---------- MATERIALS PROVIDED ----------

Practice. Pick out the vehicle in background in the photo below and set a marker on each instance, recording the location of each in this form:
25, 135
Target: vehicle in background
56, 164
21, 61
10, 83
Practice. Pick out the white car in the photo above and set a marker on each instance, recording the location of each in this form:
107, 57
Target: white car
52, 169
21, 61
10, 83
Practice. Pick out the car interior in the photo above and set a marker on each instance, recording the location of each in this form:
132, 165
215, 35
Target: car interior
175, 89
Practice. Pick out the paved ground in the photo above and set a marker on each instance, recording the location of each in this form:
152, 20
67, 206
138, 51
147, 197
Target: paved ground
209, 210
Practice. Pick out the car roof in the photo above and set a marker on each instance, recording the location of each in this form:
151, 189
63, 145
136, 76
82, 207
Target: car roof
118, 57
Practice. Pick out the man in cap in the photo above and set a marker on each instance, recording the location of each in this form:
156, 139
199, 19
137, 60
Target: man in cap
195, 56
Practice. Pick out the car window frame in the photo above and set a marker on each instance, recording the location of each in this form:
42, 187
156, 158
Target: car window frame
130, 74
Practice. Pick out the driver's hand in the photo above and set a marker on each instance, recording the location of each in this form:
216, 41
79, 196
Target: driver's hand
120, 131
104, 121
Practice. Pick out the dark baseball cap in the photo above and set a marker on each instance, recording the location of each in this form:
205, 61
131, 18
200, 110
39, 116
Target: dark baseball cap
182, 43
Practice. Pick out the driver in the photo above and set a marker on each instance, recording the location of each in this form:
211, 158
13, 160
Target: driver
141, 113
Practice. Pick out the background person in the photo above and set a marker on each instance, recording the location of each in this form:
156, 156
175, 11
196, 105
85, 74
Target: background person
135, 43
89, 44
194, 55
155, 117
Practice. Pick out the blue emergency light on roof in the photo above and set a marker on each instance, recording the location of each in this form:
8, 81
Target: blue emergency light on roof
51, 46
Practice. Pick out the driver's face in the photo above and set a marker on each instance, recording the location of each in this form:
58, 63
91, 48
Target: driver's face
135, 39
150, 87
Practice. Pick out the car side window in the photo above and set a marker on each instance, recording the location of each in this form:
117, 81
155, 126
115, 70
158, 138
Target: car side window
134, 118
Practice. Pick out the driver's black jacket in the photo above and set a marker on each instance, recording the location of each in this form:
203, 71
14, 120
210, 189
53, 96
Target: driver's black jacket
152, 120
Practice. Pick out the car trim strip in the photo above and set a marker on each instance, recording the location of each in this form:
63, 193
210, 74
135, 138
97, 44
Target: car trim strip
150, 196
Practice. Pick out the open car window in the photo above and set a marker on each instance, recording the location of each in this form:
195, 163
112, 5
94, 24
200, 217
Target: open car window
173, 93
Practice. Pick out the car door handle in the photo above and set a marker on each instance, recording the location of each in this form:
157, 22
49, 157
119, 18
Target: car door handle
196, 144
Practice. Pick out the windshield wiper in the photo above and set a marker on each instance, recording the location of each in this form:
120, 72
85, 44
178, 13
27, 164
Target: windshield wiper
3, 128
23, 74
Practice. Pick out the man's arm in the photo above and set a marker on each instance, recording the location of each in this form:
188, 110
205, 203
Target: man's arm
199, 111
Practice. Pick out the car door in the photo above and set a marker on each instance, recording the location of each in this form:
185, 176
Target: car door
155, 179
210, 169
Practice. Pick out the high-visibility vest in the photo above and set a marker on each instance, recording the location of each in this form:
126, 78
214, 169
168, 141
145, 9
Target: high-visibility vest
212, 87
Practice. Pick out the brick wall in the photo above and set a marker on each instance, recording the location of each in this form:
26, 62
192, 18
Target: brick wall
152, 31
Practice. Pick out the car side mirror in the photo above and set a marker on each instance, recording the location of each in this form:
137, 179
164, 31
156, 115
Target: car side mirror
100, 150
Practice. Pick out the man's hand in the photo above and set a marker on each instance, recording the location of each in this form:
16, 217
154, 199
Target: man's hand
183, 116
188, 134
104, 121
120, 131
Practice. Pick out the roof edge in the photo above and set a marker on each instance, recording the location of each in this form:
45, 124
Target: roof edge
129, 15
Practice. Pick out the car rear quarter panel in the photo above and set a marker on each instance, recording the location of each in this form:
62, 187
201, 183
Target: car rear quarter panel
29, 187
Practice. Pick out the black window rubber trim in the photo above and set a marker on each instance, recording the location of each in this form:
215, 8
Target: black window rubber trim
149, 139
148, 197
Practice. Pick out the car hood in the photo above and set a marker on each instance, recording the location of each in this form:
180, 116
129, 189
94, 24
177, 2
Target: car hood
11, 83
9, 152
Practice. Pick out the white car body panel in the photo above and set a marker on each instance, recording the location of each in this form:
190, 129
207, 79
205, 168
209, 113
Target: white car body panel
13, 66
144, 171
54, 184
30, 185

----------

[WHAT THE TASK ASKS]: Nothing but the lines from the line with "Practice. Pick out the car door in" to the last line of the listing above should appear; please retype them exactly, both ends included.

[PROBLEM SOLUTION]:
Practice. Pick out the car door in the photo above and set a marker on each instance, recording the location of each in this form:
185, 176
Target: car door
155, 179
210, 169
Practice. Pick out the high-visibility vest in the photo above and set a marker on each instance, recording the location of each in this form:
126, 78
214, 169
168, 141
145, 9
Target: high-visibility vest
212, 87
Practice. Pick out the brick wall in the photo above and set a marker on each instance, recording the location of each in this form:
26, 62
192, 18
Target: brick wall
152, 31
Practice. Pick out the car side mirror in the photo above and set a marker on each instance, recording the location of each in this form:
137, 179
164, 31
156, 115
Target: car side mirror
100, 150
Practice. Pick out the man's hand in the photo above and set a marker on each instance, recording the location of each in this form:
16, 217
154, 199
Target: man's hand
183, 116
188, 134
104, 121
120, 131
Practice. Pick out the roof edge in the photo above and set a marker on each instance, recording the location of each in this form:
45, 124
Target: roof edge
129, 15
Practice. Pick out the car rear quarter panel in the photo above and set a marker on each instance, recording the location of each in this form:
62, 187
201, 183
Target: car rear quarter panel
29, 187
Practice. Pick out the black window rubber trim in the photo above and set a marker on each instance, recording the location of each in this form:
215, 8
Target: black window rubber trim
149, 139
148, 197
Practice. Pick out the car hood in the photo above and set a marker on each instance, recording the location of each in this form:
180, 116
129, 189
94, 24
177, 2
Target: car hood
11, 83
9, 152
Practice. Pick out the white car body panel in the photo above and set a marker on each instance, recording the location of each in this form:
190, 129
207, 79
205, 168
209, 113
Target: white car body panel
13, 66
144, 171
54, 184
30, 185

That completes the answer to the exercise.